EXERCISE DESCRIPTION:
Begin at the line that has "Pick out every instance of the diced" and stop after the last of the entries. Write those lines out again, substituting "catalog tool" for "shelf-audit tool" and leaving everything else unchanged.

## begin AVAILABLE DATA

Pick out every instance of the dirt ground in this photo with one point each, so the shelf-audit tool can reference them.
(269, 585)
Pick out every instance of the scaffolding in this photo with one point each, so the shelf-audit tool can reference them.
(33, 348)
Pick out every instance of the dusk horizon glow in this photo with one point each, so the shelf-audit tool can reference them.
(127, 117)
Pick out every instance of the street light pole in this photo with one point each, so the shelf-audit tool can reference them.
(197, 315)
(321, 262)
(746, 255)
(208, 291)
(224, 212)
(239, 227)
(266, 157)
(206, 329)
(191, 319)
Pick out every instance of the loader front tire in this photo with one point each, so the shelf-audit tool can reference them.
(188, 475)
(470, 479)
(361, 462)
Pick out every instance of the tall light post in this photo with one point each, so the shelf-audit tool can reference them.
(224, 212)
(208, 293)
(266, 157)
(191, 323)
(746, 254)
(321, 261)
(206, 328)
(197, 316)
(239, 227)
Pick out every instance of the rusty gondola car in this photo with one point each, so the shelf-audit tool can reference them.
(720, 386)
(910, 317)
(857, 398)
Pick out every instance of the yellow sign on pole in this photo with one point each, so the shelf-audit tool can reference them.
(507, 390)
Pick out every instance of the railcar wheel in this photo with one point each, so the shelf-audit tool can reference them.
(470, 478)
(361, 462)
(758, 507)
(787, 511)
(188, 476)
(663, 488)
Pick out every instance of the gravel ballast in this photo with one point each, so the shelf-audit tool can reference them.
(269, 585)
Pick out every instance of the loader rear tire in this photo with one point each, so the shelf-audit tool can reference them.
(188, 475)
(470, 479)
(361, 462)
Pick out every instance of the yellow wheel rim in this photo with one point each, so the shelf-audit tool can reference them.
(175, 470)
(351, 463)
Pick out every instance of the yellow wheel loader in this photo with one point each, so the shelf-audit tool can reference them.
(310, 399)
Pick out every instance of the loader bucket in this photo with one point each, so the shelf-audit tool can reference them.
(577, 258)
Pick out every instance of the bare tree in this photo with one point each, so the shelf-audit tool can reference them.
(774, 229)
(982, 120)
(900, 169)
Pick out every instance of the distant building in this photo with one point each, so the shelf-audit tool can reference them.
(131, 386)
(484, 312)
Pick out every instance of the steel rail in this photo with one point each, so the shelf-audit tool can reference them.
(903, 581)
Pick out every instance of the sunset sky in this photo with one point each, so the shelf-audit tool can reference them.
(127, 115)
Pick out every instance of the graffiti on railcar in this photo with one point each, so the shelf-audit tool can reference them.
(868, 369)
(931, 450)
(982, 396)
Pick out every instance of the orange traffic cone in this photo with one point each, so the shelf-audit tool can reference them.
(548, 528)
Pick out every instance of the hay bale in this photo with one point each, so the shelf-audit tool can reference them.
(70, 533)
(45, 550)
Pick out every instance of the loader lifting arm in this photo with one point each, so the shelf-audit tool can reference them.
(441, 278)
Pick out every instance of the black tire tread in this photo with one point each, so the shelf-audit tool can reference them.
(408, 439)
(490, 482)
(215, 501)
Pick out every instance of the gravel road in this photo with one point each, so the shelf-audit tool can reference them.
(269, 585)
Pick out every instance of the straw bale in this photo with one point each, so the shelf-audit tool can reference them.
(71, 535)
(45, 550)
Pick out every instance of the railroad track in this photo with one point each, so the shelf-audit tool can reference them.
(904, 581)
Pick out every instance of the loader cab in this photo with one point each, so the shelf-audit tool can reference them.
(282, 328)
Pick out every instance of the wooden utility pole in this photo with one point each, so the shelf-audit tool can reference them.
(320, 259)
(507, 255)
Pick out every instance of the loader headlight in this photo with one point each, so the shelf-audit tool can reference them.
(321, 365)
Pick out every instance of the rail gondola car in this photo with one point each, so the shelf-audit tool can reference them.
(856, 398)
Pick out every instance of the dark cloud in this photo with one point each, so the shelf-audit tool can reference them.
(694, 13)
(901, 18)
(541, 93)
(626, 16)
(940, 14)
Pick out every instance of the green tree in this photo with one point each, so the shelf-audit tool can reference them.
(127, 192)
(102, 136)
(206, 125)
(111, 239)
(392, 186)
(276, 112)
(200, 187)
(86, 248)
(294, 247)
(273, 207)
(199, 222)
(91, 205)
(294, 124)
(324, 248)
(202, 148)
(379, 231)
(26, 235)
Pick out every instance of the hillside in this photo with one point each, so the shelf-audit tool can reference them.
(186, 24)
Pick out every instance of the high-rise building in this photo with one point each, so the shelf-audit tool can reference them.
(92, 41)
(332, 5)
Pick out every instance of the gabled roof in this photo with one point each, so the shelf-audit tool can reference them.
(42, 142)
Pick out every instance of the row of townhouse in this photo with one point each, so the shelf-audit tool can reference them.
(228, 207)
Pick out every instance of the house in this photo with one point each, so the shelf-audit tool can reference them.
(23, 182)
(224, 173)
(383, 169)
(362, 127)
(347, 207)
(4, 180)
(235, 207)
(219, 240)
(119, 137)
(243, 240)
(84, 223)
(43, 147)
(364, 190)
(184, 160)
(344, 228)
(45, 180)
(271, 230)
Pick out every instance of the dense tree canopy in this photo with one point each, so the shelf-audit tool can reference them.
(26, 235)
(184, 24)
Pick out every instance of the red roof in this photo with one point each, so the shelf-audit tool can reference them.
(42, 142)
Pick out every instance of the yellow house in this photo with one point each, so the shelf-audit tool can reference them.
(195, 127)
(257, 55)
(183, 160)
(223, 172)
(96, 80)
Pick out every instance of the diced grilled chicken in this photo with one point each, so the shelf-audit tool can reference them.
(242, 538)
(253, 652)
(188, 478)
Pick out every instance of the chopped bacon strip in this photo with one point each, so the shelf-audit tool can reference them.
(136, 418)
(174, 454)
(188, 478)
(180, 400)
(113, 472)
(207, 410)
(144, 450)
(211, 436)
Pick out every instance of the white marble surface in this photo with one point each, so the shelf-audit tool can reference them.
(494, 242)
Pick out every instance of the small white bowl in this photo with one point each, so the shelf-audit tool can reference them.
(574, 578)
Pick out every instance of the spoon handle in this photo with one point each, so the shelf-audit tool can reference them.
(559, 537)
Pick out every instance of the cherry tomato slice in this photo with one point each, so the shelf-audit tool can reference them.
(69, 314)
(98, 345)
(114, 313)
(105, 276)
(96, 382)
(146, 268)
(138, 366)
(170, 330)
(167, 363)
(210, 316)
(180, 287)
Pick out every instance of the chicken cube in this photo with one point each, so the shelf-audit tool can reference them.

## end AVAILABLE DATA

RESULT FOR THIS EXERCISE:
Pick out every instance of the diced grilled chicken in this photo with one point each, so the catalog tool can reference them.
(242, 538)
(253, 652)
(188, 478)
Pick out every instance of the chopped bacon strip in this photo with one point each, so the catalog tool can reference them.
(136, 418)
(174, 454)
(188, 478)
(180, 400)
(113, 472)
(207, 410)
(144, 450)
(211, 436)
Pick out every instance of the white marble surface in this photo with one point each, so the catalog tool can reference them.
(494, 242)
Pick out every instance of the small white bowl in this photo with one point each, so the catalog tool can reference them.
(574, 578)
Pick out every instance of the spoon handle in this photo with one point each, so the catalog tool can reference them.
(559, 537)
Pick out every instance of the cherry tomato slice in this photo with one point each, so the catalog tool can reference them.
(69, 314)
(98, 345)
(114, 313)
(105, 276)
(96, 382)
(146, 268)
(138, 366)
(170, 330)
(167, 363)
(210, 316)
(180, 287)
Pick out every instance of the chicken cube in this photo with one point each, so the catalog tool can reference them.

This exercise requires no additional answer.